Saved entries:
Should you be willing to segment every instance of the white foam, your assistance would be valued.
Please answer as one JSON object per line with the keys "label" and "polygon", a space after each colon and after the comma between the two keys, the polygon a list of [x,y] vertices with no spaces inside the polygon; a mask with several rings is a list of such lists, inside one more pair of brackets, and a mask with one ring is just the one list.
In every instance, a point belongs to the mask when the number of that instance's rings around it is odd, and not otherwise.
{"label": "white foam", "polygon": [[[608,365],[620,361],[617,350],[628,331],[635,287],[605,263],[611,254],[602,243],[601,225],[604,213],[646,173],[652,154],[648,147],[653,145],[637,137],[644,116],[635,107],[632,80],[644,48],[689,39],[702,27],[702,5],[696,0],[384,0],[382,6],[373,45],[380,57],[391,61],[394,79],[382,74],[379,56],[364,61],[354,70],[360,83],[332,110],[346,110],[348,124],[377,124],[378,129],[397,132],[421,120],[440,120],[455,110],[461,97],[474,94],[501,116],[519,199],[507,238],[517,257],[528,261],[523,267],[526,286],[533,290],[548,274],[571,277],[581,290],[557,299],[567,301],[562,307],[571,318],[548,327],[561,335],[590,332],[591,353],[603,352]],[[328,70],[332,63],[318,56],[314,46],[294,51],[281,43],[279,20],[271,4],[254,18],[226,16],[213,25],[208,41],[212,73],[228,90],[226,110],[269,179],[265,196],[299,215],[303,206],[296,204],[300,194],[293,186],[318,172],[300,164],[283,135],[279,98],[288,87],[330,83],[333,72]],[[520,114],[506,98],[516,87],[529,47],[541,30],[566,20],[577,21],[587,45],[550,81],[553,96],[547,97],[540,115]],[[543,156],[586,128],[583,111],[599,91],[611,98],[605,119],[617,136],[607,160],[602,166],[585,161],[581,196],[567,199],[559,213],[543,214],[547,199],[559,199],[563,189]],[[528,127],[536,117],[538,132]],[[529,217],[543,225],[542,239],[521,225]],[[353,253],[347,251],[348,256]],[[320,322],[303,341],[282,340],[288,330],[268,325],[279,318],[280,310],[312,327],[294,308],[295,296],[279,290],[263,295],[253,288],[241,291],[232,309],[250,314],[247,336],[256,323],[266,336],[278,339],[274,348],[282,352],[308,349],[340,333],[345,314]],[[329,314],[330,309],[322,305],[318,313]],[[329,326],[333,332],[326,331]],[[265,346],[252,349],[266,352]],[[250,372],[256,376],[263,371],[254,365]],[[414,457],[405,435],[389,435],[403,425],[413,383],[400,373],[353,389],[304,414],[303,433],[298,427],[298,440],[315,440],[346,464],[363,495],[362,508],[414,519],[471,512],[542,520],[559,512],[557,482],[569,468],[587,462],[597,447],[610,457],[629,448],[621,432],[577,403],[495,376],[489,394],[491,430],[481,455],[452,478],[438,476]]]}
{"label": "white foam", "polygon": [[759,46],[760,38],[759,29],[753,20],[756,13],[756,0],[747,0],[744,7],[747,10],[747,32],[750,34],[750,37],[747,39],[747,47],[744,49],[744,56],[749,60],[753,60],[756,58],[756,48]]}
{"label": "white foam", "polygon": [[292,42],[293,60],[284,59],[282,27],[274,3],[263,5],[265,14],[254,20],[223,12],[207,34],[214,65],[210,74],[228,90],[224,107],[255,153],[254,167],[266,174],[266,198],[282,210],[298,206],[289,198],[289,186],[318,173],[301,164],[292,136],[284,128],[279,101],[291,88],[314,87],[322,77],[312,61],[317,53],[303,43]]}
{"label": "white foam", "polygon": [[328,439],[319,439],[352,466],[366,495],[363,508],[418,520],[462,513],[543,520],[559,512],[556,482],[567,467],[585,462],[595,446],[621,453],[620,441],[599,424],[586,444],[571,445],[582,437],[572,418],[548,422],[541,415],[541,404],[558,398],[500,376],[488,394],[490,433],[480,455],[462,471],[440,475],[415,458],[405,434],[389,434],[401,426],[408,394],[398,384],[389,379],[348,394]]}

▶ WORK REQUIRED
Each entry above should be written again exactly.

▶ RESULT OF THE TASK
Should you be willing to segment every instance of the white foam, your assistance would be valued.
Please answer as one JSON object per line with the keys "label" and "polygon", a space after each colon and after the comma between the two keys, the polygon a list of [x,y] vertices with no spaces inside the polygon; a mask with several rings is a list of such lists, inside one more pair of brackets, and a mask with one ring is just the one list.
In every instance, a point belongs to the mask when the number of that instance's rings around it is odd, and not otherwise.
{"label": "white foam", "polygon": [[[608,365],[620,361],[617,350],[628,331],[635,287],[605,263],[611,254],[602,243],[601,225],[604,213],[646,173],[652,154],[648,147],[653,145],[637,137],[644,116],[635,107],[632,80],[644,48],[689,39],[702,27],[702,5],[696,0],[384,0],[382,6],[373,45],[380,57],[391,61],[394,79],[382,74],[379,56],[364,61],[354,70],[360,83],[332,110],[346,110],[348,124],[377,124],[378,129],[397,132],[421,120],[440,120],[455,110],[461,97],[474,94],[501,116],[519,199],[507,238],[517,257],[528,261],[523,267],[526,286],[533,290],[548,274],[571,277],[581,290],[557,299],[567,301],[562,307],[571,318],[548,327],[561,335],[590,332],[591,353],[603,352]],[[328,70],[332,63],[318,56],[314,46],[294,51],[281,43],[279,20],[271,4],[254,18],[226,16],[213,25],[208,41],[212,73],[228,90],[226,110],[269,179],[265,196],[299,215],[303,206],[296,204],[300,194],[293,186],[318,172],[300,164],[283,135],[279,98],[288,87],[330,83],[333,72]],[[520,114],[506,98],[516,87],[529,47],[541,30],[566,20],[577,21],[587,45],[550,81],[553,96],[547,97],[540,115]],[[543,156],[586,128],[583,111],[599,91],[611,98],[605,119],[617,136],[607,160],[602,166],[585,161],[581,196],[567,199],[559,213],[543,214],[547,199],[559,199],[563,189]],[[528,127],[536,117],[538,132]],[[529,217],[543,225],[542,239],[521,225]],[[353,253],[347,251],[348,256]],[[320,322],[303,341],[282,340],[288,330],[268,325],[279,318],[280,310],[312,327],[294,308],[295,296],[279,290],[263,295],[253,288],[241,291],[232,309],[250,314],[247,336],[256,323],[266,336],[278,339],[274,348],[282,352],[308,349],[340,333],[345,314]],[[329,314],[330,309],[322,305],[318,313]],[[329,326],[333,332],[326,331]],[[265,346],[252,349],[266,352]],[[250,372],[256,376],[263,371],[254,365]],[[414,457],[405,435],[389,435],[403,425],[413,383],[400,373],[353,389],[304,414],[303,433],[298,427],[298,440],[315,440],[346,464],[363,495],[362,508],[414,519],[471,512],[542,520],[559,512],[557,482],[569,468],[587,462],[597,447],[610,457],[629,448],[621,432],[577,403],[495,376],[489,394],[491,430],[481,455],[452,478],[438,476]]]}
{"label": "white foam", "polygon": [[759,46],[760,38],[759,29],[753,20],[756,13],[756,0],[747,0],[744,7],[747,10],[747,32],[750,34],[750,37],[747,39],[747,47],[744,49],[744,56],[749,60],[753,60],[756,58],[756,48]]}
{"label": "white foam", "polygon": [[292,42],[293,60],[284,59],[282,27],[274,3],[263,5],[265,14],[254,20],[223,12],[207,34],[214,65],[210,74],[228,90],[224,107],[255,153],[254,167],[266,174],[266,198],[282,210],[298,206],[289,198],[289,186],[318,173],[301,164],[292,136],[284,128],[279,101],[291,88],[314,87],[322,77],[312,61],[317,53],[303,43]]}
{"label": "white foam", "polygon": [[328,439],[319,439],[352,466],[366,495],[363,508],[418,520],[462,513],[543,520],[559,512],[556,482],[567,467],[585,462],[595,446],[621,453],[620,441],[599,424],[586,444],[571,445],[582,437],[572,418],[548,422],[541,415],[541,404],[558,398],[500,376],[488,394],[490,433],[480,455],[462,471],[440,475],[415,458],[405,434],[389,434],[401,426],[408,394],[398,384],[389,379],[348,394]]}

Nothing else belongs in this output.